BEGIN Data for this exercise

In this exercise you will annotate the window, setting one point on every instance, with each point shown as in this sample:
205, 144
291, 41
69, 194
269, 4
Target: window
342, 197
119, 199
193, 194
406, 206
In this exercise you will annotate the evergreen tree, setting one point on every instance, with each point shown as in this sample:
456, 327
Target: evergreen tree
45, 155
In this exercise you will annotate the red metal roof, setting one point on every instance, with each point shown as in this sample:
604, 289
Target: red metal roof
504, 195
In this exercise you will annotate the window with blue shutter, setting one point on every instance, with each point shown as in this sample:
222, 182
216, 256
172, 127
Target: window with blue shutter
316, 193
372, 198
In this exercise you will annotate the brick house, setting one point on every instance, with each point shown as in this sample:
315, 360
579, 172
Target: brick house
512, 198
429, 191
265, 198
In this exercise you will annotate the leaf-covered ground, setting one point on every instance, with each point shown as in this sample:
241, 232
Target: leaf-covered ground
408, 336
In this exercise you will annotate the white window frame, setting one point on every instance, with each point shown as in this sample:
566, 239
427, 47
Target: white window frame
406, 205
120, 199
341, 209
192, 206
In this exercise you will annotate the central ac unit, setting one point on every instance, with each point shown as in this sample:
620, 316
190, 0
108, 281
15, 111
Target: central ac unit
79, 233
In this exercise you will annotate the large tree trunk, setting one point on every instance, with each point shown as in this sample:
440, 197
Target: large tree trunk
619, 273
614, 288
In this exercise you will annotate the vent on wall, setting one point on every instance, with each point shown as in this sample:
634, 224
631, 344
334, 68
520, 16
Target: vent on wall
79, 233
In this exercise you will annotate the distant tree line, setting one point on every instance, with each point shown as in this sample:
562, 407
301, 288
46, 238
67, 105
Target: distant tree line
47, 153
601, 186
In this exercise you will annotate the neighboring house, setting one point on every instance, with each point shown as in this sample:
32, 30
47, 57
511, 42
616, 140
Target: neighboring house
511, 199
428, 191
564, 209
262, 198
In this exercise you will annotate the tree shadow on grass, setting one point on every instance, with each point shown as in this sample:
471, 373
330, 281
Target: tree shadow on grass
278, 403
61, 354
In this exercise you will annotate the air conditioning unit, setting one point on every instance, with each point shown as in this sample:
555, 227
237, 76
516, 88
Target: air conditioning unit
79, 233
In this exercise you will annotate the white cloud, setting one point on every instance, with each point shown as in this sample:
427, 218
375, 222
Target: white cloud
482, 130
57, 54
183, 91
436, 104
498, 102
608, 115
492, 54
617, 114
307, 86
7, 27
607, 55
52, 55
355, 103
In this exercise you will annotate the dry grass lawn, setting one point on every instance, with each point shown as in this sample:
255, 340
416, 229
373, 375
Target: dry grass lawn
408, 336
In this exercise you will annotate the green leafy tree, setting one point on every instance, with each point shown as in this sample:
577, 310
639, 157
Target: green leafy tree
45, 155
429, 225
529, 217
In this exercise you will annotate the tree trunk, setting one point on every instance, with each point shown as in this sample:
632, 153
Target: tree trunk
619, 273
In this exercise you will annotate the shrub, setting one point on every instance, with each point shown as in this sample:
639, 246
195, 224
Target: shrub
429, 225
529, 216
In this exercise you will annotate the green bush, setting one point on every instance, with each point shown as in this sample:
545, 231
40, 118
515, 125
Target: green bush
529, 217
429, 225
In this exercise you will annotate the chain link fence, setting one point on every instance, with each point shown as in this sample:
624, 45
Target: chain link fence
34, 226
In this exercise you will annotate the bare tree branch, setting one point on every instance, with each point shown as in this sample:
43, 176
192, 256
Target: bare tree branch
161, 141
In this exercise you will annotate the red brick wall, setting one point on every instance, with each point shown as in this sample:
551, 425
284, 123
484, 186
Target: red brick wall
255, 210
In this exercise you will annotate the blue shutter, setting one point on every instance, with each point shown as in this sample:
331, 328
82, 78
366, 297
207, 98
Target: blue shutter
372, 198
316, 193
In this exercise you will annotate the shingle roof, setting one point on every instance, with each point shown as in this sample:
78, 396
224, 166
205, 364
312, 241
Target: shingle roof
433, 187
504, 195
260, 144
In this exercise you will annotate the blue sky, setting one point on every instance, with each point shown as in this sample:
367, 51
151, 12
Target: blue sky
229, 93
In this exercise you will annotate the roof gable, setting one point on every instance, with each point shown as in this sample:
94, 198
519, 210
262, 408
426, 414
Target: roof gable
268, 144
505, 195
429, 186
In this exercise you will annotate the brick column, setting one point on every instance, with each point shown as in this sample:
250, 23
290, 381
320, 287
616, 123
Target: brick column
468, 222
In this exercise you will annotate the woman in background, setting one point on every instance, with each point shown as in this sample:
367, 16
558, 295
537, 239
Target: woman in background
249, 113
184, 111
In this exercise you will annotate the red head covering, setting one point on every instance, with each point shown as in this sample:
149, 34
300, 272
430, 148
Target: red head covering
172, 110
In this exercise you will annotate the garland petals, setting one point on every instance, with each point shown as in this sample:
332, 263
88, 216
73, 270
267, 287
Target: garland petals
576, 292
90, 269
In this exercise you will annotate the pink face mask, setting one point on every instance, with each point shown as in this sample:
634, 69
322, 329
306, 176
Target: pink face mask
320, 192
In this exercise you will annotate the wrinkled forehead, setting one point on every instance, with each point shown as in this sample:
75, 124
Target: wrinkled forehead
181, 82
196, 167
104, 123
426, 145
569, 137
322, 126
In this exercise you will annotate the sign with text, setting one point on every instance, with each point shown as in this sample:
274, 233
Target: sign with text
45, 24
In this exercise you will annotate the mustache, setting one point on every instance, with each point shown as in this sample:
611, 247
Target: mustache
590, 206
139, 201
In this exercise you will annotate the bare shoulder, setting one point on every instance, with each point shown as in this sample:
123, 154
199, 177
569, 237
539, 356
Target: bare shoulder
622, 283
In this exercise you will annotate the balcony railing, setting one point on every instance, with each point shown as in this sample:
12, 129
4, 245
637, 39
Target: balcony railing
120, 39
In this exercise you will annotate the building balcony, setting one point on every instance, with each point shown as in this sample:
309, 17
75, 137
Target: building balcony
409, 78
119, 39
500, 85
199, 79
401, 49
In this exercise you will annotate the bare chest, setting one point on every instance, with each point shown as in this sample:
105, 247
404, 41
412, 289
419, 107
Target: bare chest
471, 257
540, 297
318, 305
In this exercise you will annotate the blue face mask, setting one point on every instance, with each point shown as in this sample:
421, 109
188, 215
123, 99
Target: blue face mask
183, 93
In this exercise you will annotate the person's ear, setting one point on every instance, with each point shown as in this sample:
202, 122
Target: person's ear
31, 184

END Data for this exercise

Copy out all of the data exactly, leaving nothing out.

* Answer area:
In this exercise you will annotate the window, setting one point on every instance, with each point shown as in this sample:
205, 144
291, 41
69, 194
269, 4
Target: window
342, 197
119, 199
193, 194
406, 206
In this exercise you will annotate the evergreen tree, setting one point on every instance, with each point shown as in this sample:
456, 327
Target: evergreen tree
45, 155
In this exercise you will annotate the red metal roof, setting one point on every instance, with each point shown as in this sample:
604, 289
Target: red metal roof
504, 195
In this exercise you will annotate the window with blue shutter, setting one point on every instance, with each point shown as in this sample:
222, 182
216, 256
172, 127
Target: window with blue shutter
316, 193
372, 198
In this exercise you will annotate the brick house, setting one point on every instance, with each point shown as in this sample:
315, 360
579, 172
Target: brick house
512, 198
429, 191
265, 198
In this exercise you will annotate the leaf-covered ground, setting one point on every instance, with each point shown as in this sample:
241, 232
Target: leaf-covered ground
408, 336
In this exercise you will annotate the white window frame, setting one point on every instance, with each point shown as in this sample:
566, 239
427, 47
Target: white window frame
406, 205
120, 199
341, 209
192, 206
In this exercise you will annotate the central ac unit, setting one point on every instance, with each point shown as in this sample:
620, 316
190, 0
108, 281
15, 111
Target: central ac unit
79, 233
In this exercise you will annotate the large tree trunk, setting one point on every instance, with each point shown as in this sample:
440, 197
Target: large tree trunk
619, 273
614, 288
In this exercise you will annotate the vent on wall, setting one point on every instance, with each point shown as in this sample:
634, 224
631, 344
334, 68
520, 16
Target: vent on wall
79, 233
In this exercise you will annotate the distant tree line, setting one point on every instance, with each point shown as in this sample:
562, 407
301, 288
46, 238
67, 105
Target: distant tree line
47, 153
601, 186
In this exercise you will annotate the neighboring house, setting one point on every instance, with each point shown as in this sample:
32, 30
47, 57
511, 42
616, 140
Target: neighboring house
511, 199
428, 191
564, 209
262, 198
In this exercise you will annotate the tree shadow on grass, setting one point on every instance, with each point shown as in this sample:
471, 373
330, 281
Target: tree shadow on grass
278, 403
61, 354
In this exercise you will annotate the air conditioning unit, setting one point on every instance, with each point shown as in this sample:
555, 227
237, 76
516, 88
Target: air conditioning unit
79, 233
In this exercise you will annotate the white cloud, setting one point on every instance, with each point shown as in this sample:
427, 218
375, 222
Target: white cloud
482, 130
57, 54
183, 91
436, 104
498, 102
608, 115
492, 54
617, 114
307, 86
7, 27
607, 55
52, 55
355, 103
In this exercise you will annotate the dry grass lawn, setting one point on every instance, with each point shown as in this sample:
255, 340
416, 229
373, 375
Target: dry grass lawn
408, 336
In this exercise you will annotate the green leafy tree, setting one point on every instance, with each point shown as in this sample:
577, 310
639, 157
Target: green leafy tree
45, 155
429, 225
529, 217
In this exercise you will annotate the tree trunk, setting one point on every instance, with each point shown as in this sample:
632, 153
Target: tree trunk
619, 273
In this exercise you will annotate the shrub, setting one point on every instance, with each point shown as in this sample:
639, 246
195, 224
Target: shrub
429, 225
529, 216
In this exercise you will annotate the green bush, setting one point on every instance, with each point shown as in this sample:
545, 231
40, 118
515, 125
Target: green bush
529, 217
429, 225
In this exercise you will annotate the chain link fence, setting one point on every instance, with each point shown as in this sample:
624, 45
Target: chain link fence
34, 226
In this exercise you will annotate the bare tree branch, setting one point on every instance, with each point shown as in this sample:
43, 176
192, 256
Target: bare tree branch
161, 141
In this exercise you will annotate the red brick wall, setting one point on every instance, with each point shown as in this sample:
551, 425
284, 123
484, 186
Target: red brick wall
255, 210
In this exercise you will annotate the blue shutter, setting one point on every instance, with each point shown as in this sample:
331, 328
82, 78
366, 297
207, 98
Target: blue shutter
372, 198
316, 193
In this exercise you will annotate the shingle roof, setting one point on every instance, with each point shown as in this sample:
78, 396
224, 166
205, 364
312, 241
Target: shingle roof
433, 187
504, 195
260, 144
In this exercise you will annotate the blue sky, setting one point on every instance, with each point shown as in this sample:
367, 51
151, 12
Target: blue sky
229, 93
In this exercise you will annotate the roof gable, setting one point on every instance, with each point shown as in this sample:
94, 198
519, 210
262, 408
426, 414
Target: roof gable
268, 144
505, 195
429, 186
In this exercise you will annotate the brick column, setting one point on every instance, with each point shown as in this sample:
250, 23
290, 381
320, 287
616, 123
Target: brick column
468, 222
In this exercise you will annotate the woman in background, setting one point on every instance, with each point shown as in this sample:
367, 16
558, 295
537, 239
Target: woman in background
249, 113
184, 111
In this exercise you will annotate the red head covering, setting one point on every instance, with each point shown as in this sample:
149, 34
300, 272
430, 148
Target: red head covering
172, 110
In this exercise you will annotate the garland petals, setting one point on every instance, with each point shown as in this sample:
332, 263
88, 216
73, 270
267, 287
Target: garland petals
576, 292
90, 269
In this exercise you will annotate the pink face mask, setting one point on every instance, with each point shown as in this sample:
634, 69
322, 329
306, 176
Target: pink face mask
320, 192
In this exercise you will annotate the wrinkled forehead, setting one point on every instance, with each point shown as in this sample:
75, 124
Target: wrinkled forehead
181, 82
196, 167
104, 123
426, 145
569, 137
322, 126
In this exercise you will annotate the sign with text, setting one point on every instance, with each point shown as in this sample:
274, 233
Target: sign with text
45, 24
In this exercise you will annotate the mustache, setting one point on every instance, with each point shown as in this sample:
611, 247
Target: mustache
590, 206
139, 201
In this exercise you will annotate the bare shoulder, setting one point on every instance, with each point shown as in this sample:
123, 154
199, 177
569, 237
539, 356
Target: bare shoulder
622, 283
In this exercise you will annotate the balcony railing, setting one point on every instance, with each point shown as in this sample:
12, 129
4, 245
637, 39
Target: balcony railing
120, 39
In this exercise you will annotate the building balcony, setting one point on every instance, with each point shown as in this sample:
309, 17
75, 137
Target: building balcony
409, 78
119, 39
500, 85
199, 79
401, 49
In this exercise you will annotate the bare chest, setting one point on every instance, with each point shown as in this sample:
105, 247
404, 41
412, 289
419, 107
Target: bare chest
471, 257
540, 297
318, 305
In this exercise you will annotate the blue face mask, setting one point on every instance, with each point shown as in this sample:
421, 109
188, 215
123, 99
Target: blue face mask
183, 93
In this exercise you will annotate the person's ear, setting one point on every instance, with each point shown as in this sample:
202, 122
Target: person's ear
31, 184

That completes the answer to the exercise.